Protesters gather inTaksim Square, June 4, 2013.

Over the past decade, however, under Prime Minister Recep Tayyip Erdogan and the Justice and Development Party (Adalet ve Kalkinma Partisi in Turkish or AKP) , Turkey has seemed to qualify as both a kind of new model Islamic republic and an Islamic democracy. In its brightest light, it has even posed as a new model Islamic democratic republic, in blissful contrast to the example of Iran. It could be (or so the story goes) a template for aspiring Islamic democratic republics in such places as Egypt, Iraq, and virtually the entire Middle East and beyond.

Istanbul 2007.

The most troubling interpretation of the events that began during the last week of May 2013 in Istanbul’s Gezi Park is that they sadly mark the unhappy end of any and all illusions of this sort. So you hear : “How Democratic Is Turkey? …  Not as democratic as Washington thinks it is.” And you wonder : is this the end of the Erdogan regime as any kind of model Islamic democratic republic for any relevant part of the global village? Again, I have no idea myself. I just do not know at all enough about Turkey. That having been said, as of this exact moment, I am not entirely persuaded that the situation is quite this grim. But who knows? It may be.

At the same time, some of the intelligence reported in the North American media over the past few weeks has also made me wonder whether some of the political things that are going on in Turkey right now are in fact strangely similar to some of the political things that are going on in my own North American backyard..

Istanbul 2013.

I go back to Fareed Zakaria’s posting on the CNN wesbite this past Friday: “Erdogan’s people, tend to be more conservative, religious, from places like Anatolia in the countryside. The people protesting in Taksim Square are urban, middle class, secular. Notice that none of the women protestors wear headscarves … If you’re looking for historical parallels, think of the images of the democratic National Convention in Chicago in 1968. There, too, you had an elected government that believed it had a mandate to maintain order but protestors on the street who were deeply frustrated and angry. And there, too, there was a culture gap – between the college educated protestors and the blue-collar cops who were policing the streets.”

Istanbul 2007.

My first thought after I read this was that you don’t have to go back to Chicago in 1968 for parallels in North America. The clash between more conservative, religious voters in the countryside (and the exurbs and suburbs) and the urban secular middle class — or what has elsewhere been described as the “conservative religious heartland largely backing Erdogan while Western-facing liberals swell the ranks of the protesters” — has at least broad analogues much closer to home. (As just one case in point, the much-criticized authoritarian style of Prime Minister Recep Tayyip Erdogan may strike some Canadians as vaguely reminiscent of the bullying model of democracy sometimes associated with Prime Minister Stephen Harper, who is also no friend of the aggressive liberal secularists in Halifax, Montreal, Toronto, and Vancouver.)

• _Exercise requirements_
Translate this sentence from the commentary on Turkey's Gezi Park protests into German: "That having been said, as of this exact moment, I am not entirely persuaded that the situation is quite this grim."

• _Provided data_

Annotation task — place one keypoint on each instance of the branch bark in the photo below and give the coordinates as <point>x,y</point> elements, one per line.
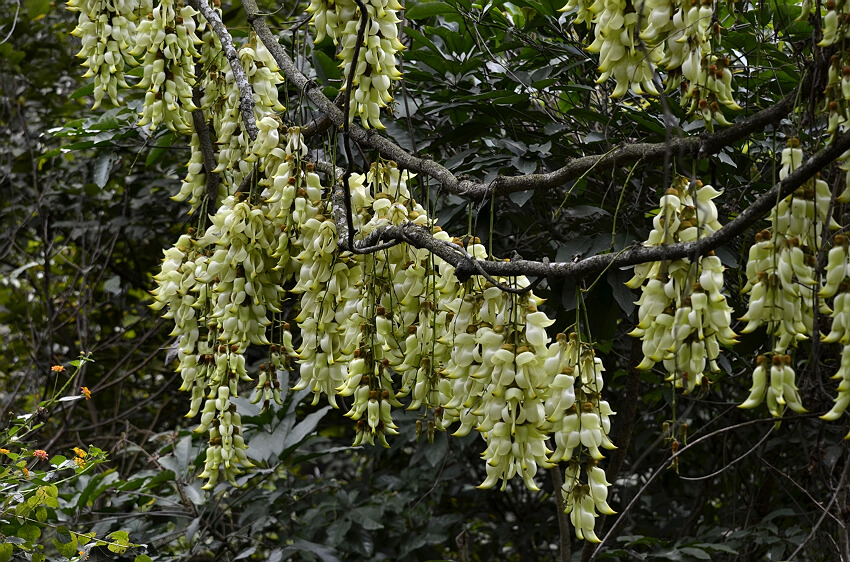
<point>202,129</point>
<point>246,93</point>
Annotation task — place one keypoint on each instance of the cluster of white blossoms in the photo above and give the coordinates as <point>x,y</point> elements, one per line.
<point>107,30</point>
<point>782,282</point>
<point>683,317</point>
<point>387,329</point>
<point>633,39</point>
<point>375,70</point>
<point>166,40</point>
<point>836,285</point>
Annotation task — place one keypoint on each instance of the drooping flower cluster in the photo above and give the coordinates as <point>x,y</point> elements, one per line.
<point>167,41</point>
<point>380,328</point>
<point>376,69</point>
<point>781,280</point>
<point>837,285</point>
<point>683,317</point>
<point>107,30</point>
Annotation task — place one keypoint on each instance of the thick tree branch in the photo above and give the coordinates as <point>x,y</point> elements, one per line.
<point>465,266</point>
<point>694,146</point>
<point>202,129</point>
<point>246,93</point>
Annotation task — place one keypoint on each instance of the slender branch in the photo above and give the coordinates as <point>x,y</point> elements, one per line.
<point>202,129</point>
<point>346,126</point>
<point>826,510</point>
<point>246,93</point>
<point>663,467</point>
<point>466,266</point>
<point>695,146</point>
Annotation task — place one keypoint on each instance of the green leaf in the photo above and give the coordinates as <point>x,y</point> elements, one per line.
<point>29,533</point>
<point>428,9</point>
<point>86,90</point>
<point>161,146</point>
<point>102,167</point>
<point>120,542</point>
<point>695,553</point>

• _Result for this task_
Davon abgesehen bin ich genau zum jetzigen Zeitpunkt nicht völlig davon überzeugt, dass die Lage wirklich so düster ist.